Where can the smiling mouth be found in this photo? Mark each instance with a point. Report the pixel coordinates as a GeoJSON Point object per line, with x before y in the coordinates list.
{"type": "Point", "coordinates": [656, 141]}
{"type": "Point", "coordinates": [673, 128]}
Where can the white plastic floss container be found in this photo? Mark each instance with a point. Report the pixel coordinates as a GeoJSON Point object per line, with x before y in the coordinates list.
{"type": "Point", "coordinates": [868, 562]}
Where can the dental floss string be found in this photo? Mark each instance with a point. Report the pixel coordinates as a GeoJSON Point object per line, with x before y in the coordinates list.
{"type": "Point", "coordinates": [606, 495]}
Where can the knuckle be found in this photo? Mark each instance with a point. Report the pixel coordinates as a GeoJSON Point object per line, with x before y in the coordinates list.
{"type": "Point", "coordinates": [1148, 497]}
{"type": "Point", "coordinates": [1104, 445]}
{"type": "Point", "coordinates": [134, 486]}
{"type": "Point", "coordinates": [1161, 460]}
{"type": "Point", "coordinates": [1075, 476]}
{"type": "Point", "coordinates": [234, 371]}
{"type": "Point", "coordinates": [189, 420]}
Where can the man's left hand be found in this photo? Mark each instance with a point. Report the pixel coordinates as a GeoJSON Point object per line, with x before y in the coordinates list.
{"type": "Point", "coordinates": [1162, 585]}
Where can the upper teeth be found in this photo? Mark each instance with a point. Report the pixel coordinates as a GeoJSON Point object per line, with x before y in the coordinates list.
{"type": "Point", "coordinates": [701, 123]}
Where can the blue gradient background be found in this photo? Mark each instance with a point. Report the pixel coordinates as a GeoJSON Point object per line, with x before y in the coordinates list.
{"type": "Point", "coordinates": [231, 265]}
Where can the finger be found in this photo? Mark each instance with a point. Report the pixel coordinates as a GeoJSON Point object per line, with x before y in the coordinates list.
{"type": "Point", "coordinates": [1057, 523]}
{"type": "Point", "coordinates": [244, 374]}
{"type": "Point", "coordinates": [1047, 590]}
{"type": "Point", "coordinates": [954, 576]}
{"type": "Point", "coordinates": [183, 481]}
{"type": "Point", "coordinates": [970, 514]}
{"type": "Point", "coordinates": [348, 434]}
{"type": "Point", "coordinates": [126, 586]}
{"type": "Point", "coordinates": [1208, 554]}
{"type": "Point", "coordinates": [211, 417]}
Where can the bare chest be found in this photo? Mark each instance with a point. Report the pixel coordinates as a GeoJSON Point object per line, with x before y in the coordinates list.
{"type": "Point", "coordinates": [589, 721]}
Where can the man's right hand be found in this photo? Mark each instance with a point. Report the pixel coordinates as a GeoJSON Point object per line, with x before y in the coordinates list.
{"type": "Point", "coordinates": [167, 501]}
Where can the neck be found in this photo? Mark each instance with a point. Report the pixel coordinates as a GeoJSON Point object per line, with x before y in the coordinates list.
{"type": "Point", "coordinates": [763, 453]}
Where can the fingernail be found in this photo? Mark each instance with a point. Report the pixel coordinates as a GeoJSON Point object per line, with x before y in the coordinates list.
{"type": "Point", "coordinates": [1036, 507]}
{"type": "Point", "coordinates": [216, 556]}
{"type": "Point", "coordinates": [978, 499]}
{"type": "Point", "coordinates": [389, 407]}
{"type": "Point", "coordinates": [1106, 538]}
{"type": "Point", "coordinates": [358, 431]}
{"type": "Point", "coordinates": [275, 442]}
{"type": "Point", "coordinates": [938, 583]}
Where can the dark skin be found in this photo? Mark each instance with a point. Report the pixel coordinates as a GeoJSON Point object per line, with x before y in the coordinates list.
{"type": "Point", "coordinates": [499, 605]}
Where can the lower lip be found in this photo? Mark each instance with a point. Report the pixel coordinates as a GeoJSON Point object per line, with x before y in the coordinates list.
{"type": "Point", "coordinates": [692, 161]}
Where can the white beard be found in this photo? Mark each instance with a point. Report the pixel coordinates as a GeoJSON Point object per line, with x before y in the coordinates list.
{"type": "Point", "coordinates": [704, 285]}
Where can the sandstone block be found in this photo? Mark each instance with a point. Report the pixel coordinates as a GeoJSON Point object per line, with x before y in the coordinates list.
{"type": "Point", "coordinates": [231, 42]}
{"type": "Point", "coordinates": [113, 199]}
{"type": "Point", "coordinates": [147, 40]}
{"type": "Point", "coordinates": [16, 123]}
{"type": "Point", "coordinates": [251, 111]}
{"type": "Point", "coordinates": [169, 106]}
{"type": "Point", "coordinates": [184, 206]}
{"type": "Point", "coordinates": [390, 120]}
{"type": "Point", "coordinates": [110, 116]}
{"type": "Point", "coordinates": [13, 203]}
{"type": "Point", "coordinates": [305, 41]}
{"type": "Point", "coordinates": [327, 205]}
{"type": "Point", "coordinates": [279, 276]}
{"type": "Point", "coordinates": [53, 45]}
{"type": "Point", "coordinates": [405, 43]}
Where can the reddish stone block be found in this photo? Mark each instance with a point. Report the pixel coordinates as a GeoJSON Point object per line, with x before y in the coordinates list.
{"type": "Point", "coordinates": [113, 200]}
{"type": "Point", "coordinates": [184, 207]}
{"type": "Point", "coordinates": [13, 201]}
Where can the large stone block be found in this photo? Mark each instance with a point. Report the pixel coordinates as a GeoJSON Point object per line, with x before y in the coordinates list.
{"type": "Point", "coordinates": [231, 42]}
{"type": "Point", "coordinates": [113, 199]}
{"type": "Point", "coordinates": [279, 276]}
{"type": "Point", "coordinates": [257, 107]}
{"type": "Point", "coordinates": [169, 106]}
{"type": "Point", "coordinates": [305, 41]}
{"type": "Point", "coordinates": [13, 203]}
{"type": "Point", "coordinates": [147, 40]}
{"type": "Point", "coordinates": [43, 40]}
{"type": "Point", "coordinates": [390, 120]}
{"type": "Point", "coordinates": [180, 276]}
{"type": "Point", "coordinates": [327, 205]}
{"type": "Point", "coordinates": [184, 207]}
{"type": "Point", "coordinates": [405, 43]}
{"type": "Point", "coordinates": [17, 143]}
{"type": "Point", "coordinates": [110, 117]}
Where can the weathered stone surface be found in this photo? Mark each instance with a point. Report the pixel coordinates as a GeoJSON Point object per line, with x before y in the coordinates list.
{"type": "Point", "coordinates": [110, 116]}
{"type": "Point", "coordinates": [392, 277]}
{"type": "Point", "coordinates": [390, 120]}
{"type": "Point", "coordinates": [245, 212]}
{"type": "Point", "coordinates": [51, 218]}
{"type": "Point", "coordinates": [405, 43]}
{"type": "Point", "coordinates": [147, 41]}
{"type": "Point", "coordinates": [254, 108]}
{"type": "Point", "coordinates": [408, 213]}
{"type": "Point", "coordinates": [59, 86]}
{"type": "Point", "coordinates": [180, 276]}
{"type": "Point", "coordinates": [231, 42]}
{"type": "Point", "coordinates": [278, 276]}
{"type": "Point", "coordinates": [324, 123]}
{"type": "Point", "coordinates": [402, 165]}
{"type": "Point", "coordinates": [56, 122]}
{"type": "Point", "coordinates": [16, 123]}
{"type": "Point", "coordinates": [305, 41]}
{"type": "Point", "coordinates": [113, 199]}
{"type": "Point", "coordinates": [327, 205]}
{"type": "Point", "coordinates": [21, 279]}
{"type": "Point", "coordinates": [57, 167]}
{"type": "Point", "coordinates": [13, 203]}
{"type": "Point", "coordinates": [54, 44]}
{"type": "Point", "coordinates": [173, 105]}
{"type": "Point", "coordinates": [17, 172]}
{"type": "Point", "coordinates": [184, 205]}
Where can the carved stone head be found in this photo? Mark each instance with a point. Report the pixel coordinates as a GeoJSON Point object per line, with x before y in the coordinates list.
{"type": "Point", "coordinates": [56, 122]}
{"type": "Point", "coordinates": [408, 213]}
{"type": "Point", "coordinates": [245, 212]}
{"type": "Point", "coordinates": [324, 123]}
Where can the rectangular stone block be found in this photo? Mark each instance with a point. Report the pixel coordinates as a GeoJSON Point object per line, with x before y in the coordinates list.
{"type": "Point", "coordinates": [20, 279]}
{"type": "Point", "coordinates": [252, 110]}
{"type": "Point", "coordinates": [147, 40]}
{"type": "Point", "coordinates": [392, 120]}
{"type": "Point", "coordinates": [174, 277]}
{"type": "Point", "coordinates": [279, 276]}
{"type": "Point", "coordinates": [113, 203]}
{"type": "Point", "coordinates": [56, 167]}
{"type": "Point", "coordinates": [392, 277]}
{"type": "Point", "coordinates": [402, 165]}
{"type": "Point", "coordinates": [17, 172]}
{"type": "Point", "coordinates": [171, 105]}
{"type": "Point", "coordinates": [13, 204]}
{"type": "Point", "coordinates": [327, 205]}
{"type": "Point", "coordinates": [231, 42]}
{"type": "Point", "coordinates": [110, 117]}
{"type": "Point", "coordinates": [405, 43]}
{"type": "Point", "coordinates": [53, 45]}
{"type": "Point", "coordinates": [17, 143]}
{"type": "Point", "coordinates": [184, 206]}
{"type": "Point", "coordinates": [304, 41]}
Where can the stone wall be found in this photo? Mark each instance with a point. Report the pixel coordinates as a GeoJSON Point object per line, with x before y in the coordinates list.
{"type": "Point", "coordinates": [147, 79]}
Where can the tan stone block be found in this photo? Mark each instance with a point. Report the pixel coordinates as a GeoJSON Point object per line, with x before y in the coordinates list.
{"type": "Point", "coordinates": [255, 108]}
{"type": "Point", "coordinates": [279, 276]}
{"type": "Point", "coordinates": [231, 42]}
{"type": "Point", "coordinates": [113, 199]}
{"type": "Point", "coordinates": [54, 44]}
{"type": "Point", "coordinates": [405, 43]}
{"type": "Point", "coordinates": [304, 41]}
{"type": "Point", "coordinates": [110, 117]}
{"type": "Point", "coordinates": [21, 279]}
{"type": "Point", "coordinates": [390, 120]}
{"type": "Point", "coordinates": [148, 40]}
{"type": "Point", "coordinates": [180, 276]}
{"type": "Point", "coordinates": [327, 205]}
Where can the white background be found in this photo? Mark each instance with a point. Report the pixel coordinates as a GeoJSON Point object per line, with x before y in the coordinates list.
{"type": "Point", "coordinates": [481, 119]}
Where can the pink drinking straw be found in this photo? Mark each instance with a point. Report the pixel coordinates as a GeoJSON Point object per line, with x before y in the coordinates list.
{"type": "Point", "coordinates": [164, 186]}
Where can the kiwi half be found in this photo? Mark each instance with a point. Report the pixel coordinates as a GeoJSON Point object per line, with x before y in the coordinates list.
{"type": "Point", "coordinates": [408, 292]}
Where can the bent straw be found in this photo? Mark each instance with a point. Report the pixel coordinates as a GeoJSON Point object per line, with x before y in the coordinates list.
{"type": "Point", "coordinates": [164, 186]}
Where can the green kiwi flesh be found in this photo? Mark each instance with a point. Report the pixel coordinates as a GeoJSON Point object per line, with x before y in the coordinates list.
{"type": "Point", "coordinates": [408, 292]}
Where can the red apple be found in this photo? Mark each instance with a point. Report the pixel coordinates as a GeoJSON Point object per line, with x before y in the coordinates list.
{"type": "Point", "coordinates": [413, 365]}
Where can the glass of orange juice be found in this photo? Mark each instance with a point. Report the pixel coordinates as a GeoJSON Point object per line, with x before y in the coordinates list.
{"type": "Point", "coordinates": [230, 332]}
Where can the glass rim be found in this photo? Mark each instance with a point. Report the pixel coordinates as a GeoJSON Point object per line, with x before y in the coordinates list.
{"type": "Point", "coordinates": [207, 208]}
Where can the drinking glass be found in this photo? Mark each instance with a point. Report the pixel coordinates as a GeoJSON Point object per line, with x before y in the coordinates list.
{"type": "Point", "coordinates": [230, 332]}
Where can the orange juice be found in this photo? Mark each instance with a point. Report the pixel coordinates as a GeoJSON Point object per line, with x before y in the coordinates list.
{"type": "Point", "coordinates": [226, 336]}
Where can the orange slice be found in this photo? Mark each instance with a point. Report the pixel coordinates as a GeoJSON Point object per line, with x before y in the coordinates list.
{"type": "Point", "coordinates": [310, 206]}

_WHAT TO WORK ON_
From the line containing "Where can the red apple" to the final line of the data, repeat each line exactly. Include both ends.

_RESULT BELOW_
Where can the red apple be found in this photo? Mark each instance with a point. Report the pixel coordinates as a GeoJSON Point object per line, with x before y in the coordinates list.
{"type": "Point", "coordinates": [413, 365]}
Where can the glass of orange juice be found in this photo? Mark each instance with a point. Report the pixel coordinates as a GeoJSON Point object per line, with x before y in the coordinates list.
{"type": "Point", "coordinates": [230, 332]}
Where can the glass rim be found in this photo? Mark each instance with a point. Report the pixel coordinates as a GeoJSON Point object per line, with x before y in the coordinates list.
{"type": "Point", "coordinates": [207, 208]}
Where can the drinking glass be found in this photo? Mark each instance with a point. Report the pixel coordinates as a GeoJSON Point object per line, with x before y in the coordinates list.
{"type": "Point", "coordinates": [230, 332]}
Where can the orange juice be found in this photo? Mark each instance with a point. Report the pixel coordinates as a GeoJSON Point object per line, with x before y in the coordinates list.
{"type": "Point", "coordinates": [226, 336]}
Where can the orange slice be found in this photo? Mark each instance with a point. Report the pixel coordinates as a GeoJSON Point object per line, with x before y in the coordinates list.
{"type": "Point", "coordinates": [310, 206]}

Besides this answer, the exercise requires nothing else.